Windowsill Gardens

Windowsill Gardens

Windowsill Gardens on

Windowsill gardens can be sad affairs.  You know what I mean – wilted parsley, yellowed sage, some herb you never heard of and wouldn’t know how to use even if it was healthy, and a gnarled mint plant that can’t push out enough leaves for even one mint julep.  Edible plantings should be lush, gorgeous, and bursting with life – and they certainly don’t need to be relegated to the kitchen.  I walked into a shop in Georgetown the other day and saw a cluster of microgreens flourishing in a little concrete container, looking more fresh and appealing than any ordinary houseplant.  I could imagine that lettuce growing on a sunny windowsill, pushing out happy little nutrients to be harvested periodically with a pair of scissors and sprinkled over fish or into a dinner salad.   What a happy feeling, to grow something useful, accessible, and easy.

- _STORED RECORDS_:
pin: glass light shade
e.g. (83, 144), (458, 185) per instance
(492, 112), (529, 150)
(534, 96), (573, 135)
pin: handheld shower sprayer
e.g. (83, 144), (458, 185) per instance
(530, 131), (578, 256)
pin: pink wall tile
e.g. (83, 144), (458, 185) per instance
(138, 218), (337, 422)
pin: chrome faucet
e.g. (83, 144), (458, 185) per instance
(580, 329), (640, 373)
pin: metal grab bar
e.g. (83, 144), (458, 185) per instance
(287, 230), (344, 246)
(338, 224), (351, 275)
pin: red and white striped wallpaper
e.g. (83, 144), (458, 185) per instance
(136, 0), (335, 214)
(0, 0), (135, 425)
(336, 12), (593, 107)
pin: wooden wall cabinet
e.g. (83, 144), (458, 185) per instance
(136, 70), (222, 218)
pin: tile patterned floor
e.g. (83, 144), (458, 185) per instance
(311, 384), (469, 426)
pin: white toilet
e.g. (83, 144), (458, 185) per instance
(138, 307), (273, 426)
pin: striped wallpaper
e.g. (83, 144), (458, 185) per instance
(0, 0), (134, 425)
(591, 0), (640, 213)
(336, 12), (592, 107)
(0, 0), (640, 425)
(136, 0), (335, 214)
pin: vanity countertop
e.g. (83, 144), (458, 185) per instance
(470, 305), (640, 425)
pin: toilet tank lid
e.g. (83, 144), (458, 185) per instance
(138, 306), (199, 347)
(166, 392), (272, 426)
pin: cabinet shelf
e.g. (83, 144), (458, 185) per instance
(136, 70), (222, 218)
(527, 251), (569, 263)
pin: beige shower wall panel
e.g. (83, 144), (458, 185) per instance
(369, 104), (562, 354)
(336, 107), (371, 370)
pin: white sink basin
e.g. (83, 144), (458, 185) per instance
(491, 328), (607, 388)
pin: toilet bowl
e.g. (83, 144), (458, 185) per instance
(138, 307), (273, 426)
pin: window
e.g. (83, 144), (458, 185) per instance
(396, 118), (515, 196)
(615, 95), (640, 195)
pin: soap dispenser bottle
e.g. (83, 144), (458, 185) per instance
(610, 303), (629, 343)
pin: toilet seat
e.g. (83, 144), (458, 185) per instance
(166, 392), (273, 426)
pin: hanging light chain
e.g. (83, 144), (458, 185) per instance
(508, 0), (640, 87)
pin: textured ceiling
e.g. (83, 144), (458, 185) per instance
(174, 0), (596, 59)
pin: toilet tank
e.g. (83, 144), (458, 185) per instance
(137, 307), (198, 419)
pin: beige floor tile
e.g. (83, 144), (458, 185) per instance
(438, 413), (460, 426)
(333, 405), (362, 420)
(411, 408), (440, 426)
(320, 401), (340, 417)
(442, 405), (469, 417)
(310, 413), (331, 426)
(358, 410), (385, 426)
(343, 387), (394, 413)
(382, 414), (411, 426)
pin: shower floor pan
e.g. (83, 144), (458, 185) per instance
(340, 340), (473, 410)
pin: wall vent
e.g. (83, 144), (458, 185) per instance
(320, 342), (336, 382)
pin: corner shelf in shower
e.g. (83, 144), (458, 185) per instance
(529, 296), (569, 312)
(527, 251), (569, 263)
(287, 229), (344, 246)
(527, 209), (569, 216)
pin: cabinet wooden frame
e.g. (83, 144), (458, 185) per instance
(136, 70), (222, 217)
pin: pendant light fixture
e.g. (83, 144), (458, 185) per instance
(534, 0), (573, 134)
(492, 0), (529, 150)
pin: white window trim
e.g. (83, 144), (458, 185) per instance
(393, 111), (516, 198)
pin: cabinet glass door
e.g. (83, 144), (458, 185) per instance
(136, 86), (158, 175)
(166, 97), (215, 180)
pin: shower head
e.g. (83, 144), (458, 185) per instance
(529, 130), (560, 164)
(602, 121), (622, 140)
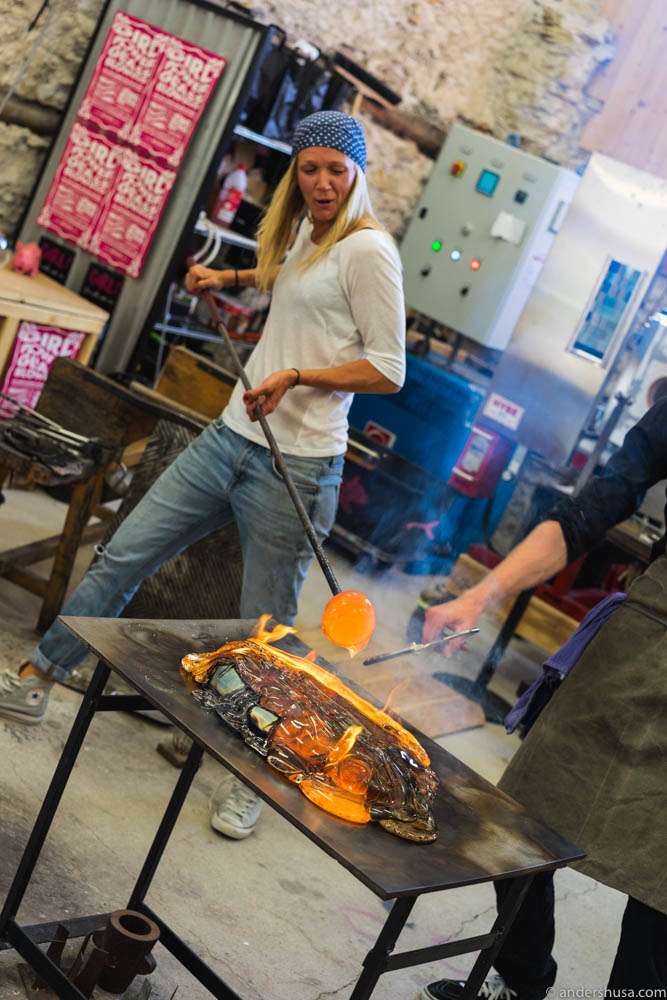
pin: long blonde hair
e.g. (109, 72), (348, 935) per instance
(255, 156), (384, 292)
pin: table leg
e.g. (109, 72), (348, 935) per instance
(0, 660), (109, 940)
(350, 896), (417, 1000)
(37, 474), (103, 632)
(127, 743), (204, 910)
(461, 875), (533, 1000)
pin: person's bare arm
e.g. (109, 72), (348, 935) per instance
(185, 264), (280, 295)
(243, 358), (400, 420)
(424, 521), (567, 653)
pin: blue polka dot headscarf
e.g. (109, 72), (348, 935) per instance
(292, 111), (366, 171)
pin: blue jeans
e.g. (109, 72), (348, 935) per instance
(30, 418), (343, 680)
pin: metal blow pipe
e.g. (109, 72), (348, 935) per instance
(201, 291), (341, 595)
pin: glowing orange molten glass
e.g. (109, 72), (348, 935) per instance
(182, 612), (430, 823)
(322, 590), (375, 656)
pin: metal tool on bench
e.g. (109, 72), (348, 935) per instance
(364, 628), (479, 667)
(0, 392), (104, 477)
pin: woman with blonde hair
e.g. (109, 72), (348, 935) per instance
(0, 111), (405, 839)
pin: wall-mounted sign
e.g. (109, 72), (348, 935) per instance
(79, 12), (226, 167)
(0, 322), (86, 415)
(86, 147), (176, 278)
(39, 236), (75, 285)
(79, 261), (125, 313)
(37, 12), (226, 278)
(37, 122), (123, 250)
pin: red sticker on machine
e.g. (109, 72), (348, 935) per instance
(482, 392), (526, 431)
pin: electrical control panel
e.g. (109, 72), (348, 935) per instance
(401, 125), (579, 349)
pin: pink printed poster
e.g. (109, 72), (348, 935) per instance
(37, 122), (121, 248)
(88, 147), (176, 278)
(79, 12), (226, 167)
(0, 322), (86, 416)
(37, 12), (226, 278)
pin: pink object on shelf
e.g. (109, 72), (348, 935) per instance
(12, 240), (42, 278)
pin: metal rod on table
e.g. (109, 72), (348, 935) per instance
(197, 291), (341, 594)
(364, 628), (479, 667)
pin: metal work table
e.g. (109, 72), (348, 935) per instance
(0, 618), (583, 1000)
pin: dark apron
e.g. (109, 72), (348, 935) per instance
(498, 556), (667, 913)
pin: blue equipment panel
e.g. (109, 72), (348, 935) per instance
(349, 354), (485, 482)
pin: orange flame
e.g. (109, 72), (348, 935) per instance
(382, 677), (410, 714)
(182, 615), (430, 823)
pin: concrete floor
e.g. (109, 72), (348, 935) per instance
(0, 490), (625, 1000)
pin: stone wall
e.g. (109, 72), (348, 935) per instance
(0, 0), (613, 235)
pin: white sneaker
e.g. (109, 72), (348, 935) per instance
(0, 670), (52, 725)
(209, 781), (263, 840)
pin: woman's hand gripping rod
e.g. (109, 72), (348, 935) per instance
(200, 291), (340, 594)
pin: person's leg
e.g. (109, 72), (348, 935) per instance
(493, 873), (556, 997)
(0, 424), (244, 721)
(231, 447), (344, 625)
(607, 896), (667, 991)
(423, 873), (556, 1000)
(210, 446), (343, 839)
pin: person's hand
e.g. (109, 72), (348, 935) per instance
(185, 264), (234, 295)
(422, 590), (484, 656)
(243, 376), (297, 420)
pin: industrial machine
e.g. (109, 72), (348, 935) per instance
(401, 125), (579, 350)
(477, 154), (667, 468)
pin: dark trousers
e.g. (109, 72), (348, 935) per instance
(493, 874), (667, 1000)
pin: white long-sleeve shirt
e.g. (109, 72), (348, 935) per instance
(223, 222), (405, 457)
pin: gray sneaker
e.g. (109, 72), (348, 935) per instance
(209, 781), (263, 840)
(0, 670), (51, 724)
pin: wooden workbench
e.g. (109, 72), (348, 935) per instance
(0, 618), (583, 1000)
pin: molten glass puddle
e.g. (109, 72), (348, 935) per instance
(182, 615), (438, 843)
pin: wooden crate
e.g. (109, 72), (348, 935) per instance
(155, 347), (236, 420)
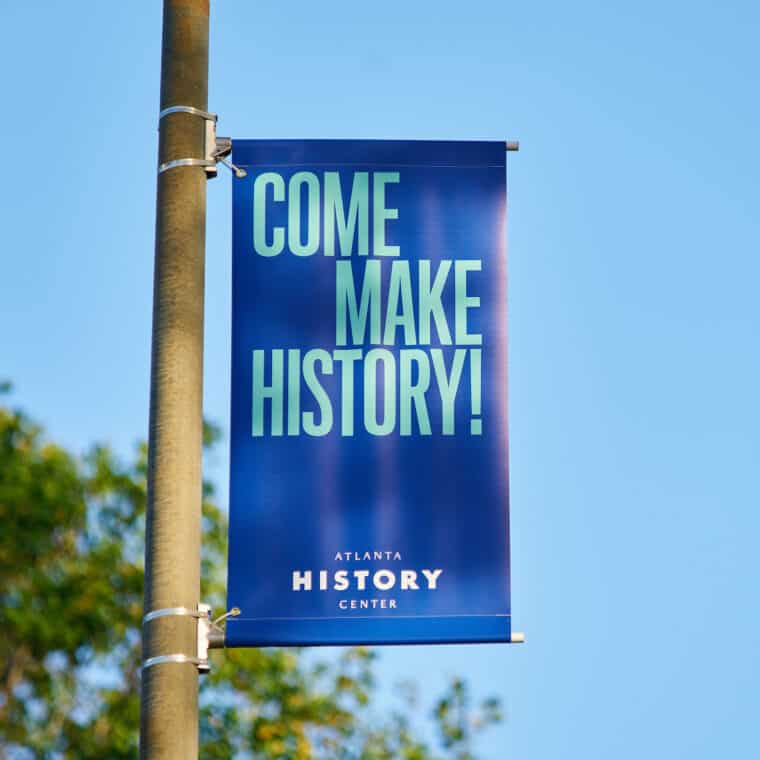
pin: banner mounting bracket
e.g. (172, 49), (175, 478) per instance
(158, 105), (248, 179)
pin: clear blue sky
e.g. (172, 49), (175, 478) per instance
(0, 0), (760, 760)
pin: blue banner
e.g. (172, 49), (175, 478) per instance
(226, 140), (510, 647)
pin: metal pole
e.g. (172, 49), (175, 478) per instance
(140, 0), (209, 760)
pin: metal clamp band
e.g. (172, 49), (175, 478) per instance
(142, 654), (208, 670)
(143, 607), (207, 623)
(158, 106), (218, 121)
(158, 158), (216, 174)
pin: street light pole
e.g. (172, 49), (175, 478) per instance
(140, 0), (209, 760)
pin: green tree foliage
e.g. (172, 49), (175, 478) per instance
(0, 387), (500, 760)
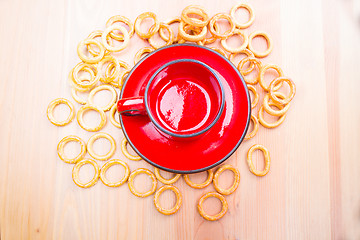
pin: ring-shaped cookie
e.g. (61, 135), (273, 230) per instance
(121, 138), (141, 161)
(76, 104), (106, 132)
(198, 192), (228, 221)
(209, 13), (235, 39)
(213, 164), (240, 195)
(258, 102), (286, 128)
(247, 144), (270, 177)
(128, 168), (157, 197)
(101, 25), (130, 52)
(263, 92), (290, 116)
(57, 135), (86, 164)
(245, 114), (259, 140)
(87, 132), (116, 161)
(46, 98), (75, 126)
(246, 84), (260, 108)
(77, 38), (105, 63)
(238, 57), (262, 84)
(159, 17), (181, 43)
(154, 185), (182, 215)
(229, 48), (255, 74)
(100, 159), (130, 187)
(184, 169), (214, 189)
(72, 159), (100, 188)
(148, 23), (174, 49)
(179, 22), (207, 43)
(98, 55), (120, 83)
(154, 168), (181, 185)
(181, 5), (209, 27)
(269, 77), (296, 105)
(230, 3), (255, 29)
(220, 29), (249, 53)
(259, 64), (284, 91)
(135, 12), (160, 39)
(248, 31), (273, 58)
(109, 103), (121, 129)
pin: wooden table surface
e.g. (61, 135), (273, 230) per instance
(0, 0), (360, 240)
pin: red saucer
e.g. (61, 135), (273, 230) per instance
(120, 44), (251, 174)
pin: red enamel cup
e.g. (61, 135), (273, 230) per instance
(117, 44), (251, 174)
(117, 59), (225, 140)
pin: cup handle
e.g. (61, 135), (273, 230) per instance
(117, 97), (147, 116)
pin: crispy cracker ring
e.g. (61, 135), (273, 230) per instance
(148, 23), (174, 49)
(198, 192), (228, 221)
(76, 104), (106, 132)
(229, 48), (255, 74)
(70, 62), (100, 91)
(179, 22), (207, 43)
(105, 62), (116, 78)
(181, 5), (209, 27)
(88, 84), (117, 112)
(46, 98), (75, 126)
(100, 159), (130, 187)
(263, 92), (290, 116)
(220, 29), (249, 53)
(108, 60), (131, 89)
(209, 13), (235, 39)
(154, 168), (181, 184)
(247, 144), (270, 177)
(238, 57), (262, 84)
(134, 47), (155, 64)
(198, 22), (220, 46)
(118, 69), (131, 88)
(109, 103), (121, 129)
(159, 17), (181, 43)
(57, 135), (86, 163)
(128, 168), (157, 197)
(77, 38), (105, 63)
(86, 30), (103, 56)
(230, 3), (255, 28)
(269, 77), (296, 105)
(121, 138), (141, 161)
(246, 84), (260, 108)
(210, 47), (227, 57)
(106, 15), (134, 41)
(259, 64), (284, 91)
(87, 132), (116, 161)
(86, 30), (111, 56)
(101, 25), (130, 52)
(183, 169), (214, 189)
(135, 12), (160, 39)
(248, 31), (273, 58)
(154, 185), (182, 215)
(213, 164), (240, 195)
(72, 159), (100, 188)
(71, 87), (87, 105)
(68, 67), (95, 92)
(245, 114), (259, 140)
(258, 102), (286, 128)
(98, 55), (120, 83)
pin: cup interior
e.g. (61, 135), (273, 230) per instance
(145, 59), (224, 137)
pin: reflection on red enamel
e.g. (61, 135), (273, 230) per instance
(157, 80), (211, 132)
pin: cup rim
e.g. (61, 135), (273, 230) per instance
(144, 58), (225, 138)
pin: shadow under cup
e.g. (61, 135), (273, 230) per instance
(144, 59), (225, 138)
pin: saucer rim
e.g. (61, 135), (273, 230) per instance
(119, 43), (252, 174)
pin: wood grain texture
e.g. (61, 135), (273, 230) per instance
(0, 0), (360, 240)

- _WHAT IS ASKED_: Transcribe the part of the windowsill gardens text above that begins with the words "Windowsill gardens can" and ends with "accessible, and easy.".

- _THE RESULT_:
Windowsill gardens can be sad affairs.  You know what I mean – wilted parsley, yellowed sage, some herb you never heard of and wouldn’t know how to use even if it was healthy, and a gnarled mint plant that can’t push out enough leaves for even one mint julep.  Edible plantings should be lush, gorgeous, and bursting with life – and they certainly don’t need to be relegated to the kitchen.  I walked into a shop in Georgetown the other day and saw a cluster of microgreens flourishing in a little concrete container, looking more fresh and appealing than any ordinary houseplant.  I could imagine that lettuce growing on a sunny windowsill, pushing out happy little nutrients to be harvested periodically with a pair of scissors and sprinkled over fish or into a dinner salad.   What a happy feeling, to grow something useful, accessible, and easy.